■ What is asked: Recast every one of the rows below as a JSON list of strings with one string per line. Skip blank lines and leave out the pictures.

Stored items from a collection
▶

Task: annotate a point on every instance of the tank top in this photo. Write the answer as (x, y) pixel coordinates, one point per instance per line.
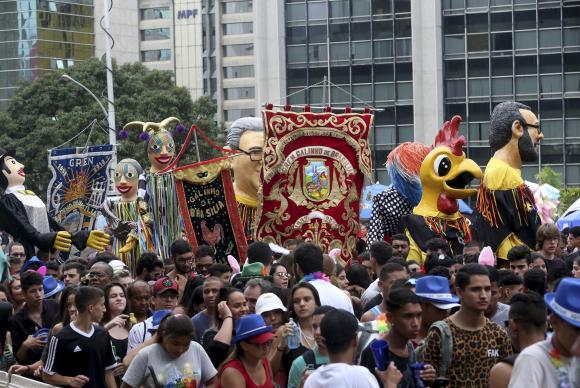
(237, 365)
(376, 311)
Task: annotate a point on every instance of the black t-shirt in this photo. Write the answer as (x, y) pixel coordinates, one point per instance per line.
(72, 352)
(402, 364)
(21, 326)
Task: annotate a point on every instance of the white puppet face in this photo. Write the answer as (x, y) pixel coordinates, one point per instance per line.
(160, 150)
(13, 171)
(127, 180)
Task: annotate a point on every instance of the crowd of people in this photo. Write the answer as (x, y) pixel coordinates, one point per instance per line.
(298, 318)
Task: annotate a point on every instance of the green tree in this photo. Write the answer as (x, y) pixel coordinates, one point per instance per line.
(567, 198)
(48, 112)
(549, 176)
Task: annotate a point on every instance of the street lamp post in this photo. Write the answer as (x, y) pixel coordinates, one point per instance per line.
(69, 78)
(110, 125)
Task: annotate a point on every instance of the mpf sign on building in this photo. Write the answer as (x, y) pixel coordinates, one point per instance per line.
(186, 13)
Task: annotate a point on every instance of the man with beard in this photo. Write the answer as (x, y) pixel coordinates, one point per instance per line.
(507, 215)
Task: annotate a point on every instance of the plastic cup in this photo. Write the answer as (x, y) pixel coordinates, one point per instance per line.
(380, 350)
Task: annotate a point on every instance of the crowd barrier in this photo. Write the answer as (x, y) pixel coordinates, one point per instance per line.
(16, 381)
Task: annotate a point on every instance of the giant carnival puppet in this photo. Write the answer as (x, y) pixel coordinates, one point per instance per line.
(23, 215)
(156, 185)
(404, 193)
(445, 172)
(506, 210)
(128, 218)
(246, 135)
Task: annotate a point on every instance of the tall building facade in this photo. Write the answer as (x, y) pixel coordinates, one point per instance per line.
(522, 50)
(243, 55)
(38, 36)
(421, 62)
(365, 50)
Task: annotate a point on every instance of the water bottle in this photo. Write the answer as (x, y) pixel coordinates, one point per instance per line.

◀

■ Result of this task:
[
  "Task: annotate a point on every instance of the tank top in this photo. Write the answer as (x, y) pixel coordinates, one point per instance per line.",
  "(237, 365)",
  "(376, 311)",
  "Task: annotate a point on every instance of the black t-shirt in this photo. Write the answer as (x, y) pixel coordinates, one point per instance per line.",
  "(72, 352)",
  "(402, 364)",
  "(21, 326)",
  "Task: annotate a point on every instance of the white puppet face in this photo. Write the answer as (x, y) pixel coordinates, one point per instance per line.",
  "(160, 150)",
  "(13, 171)",
  "(127, 180)",
  "Task: annotate a point on every instance of the crowd of people in this photo. Write the answer as (x, y) pixel coordinates, one point per instance per line.",
  "(298, 318)",
  "Task: annotate a point on every instance of the green tree in this photo. Write the answer as (x, y) pixel coordinates, one point per instance per line.",
  "(567, 198)",
  "(48, 112)",
  "(549, 176)",
  "Task: annotate a point on every instance of the street lamp post in this photo. Write the answer as (x, y) pixel coordinates, one point per instance per line.",
  "(69, 78)",
  "(110, 125)",
  "Task: annotate a point on every instance of the mpf sign on building in this photo. Write the answer as (x, y) pixel coordinates, one point per instance per line.",
  "(186, 13)",
  "Task: annotate a point on every instance of the man with beard in this photo. Write the answer as (x, y) pixel coordinates, one point per instance per line.",
  "(507, 215)",
  "Task: annotate a point on every instance of the plastic cup in this photo. Write the answer as (x, y) pixel coordinates, one point per instance per line.",
  "(380, 350)",
  "Task: annotate a point on every instance of the crowd barrier in this photo. Write the answer as (x, y) pixel coordinates, one point per instance per line.",
  "(16, 381)",
  "Task: annotate a point on every instance of the giant carnival puppet in this photo. Write the answer as (x, y) pixel coordinates, one point per instance per line.",
  "(23, 215)",
  "(156, 185)",
  "(404, 193)",
  "(445, 172)",
  "(506, 210)",
  "(128, 218)",
  "(246, 135)",
  "Task: annotate a point on every instance of the tall building facade in this photo. Write the answer as (x, y) pixel coordinates, one point per instance per line.",
  "(522, 50)",
  "(243, 55)",
  "(38, 36)",
  "(421, 62)",
  "(365, 50)",
  "Task: annotate a point on every instance of the water bottle in this photo. Write the answer as (x, y) pixel coordinates, one point per instance per line."
]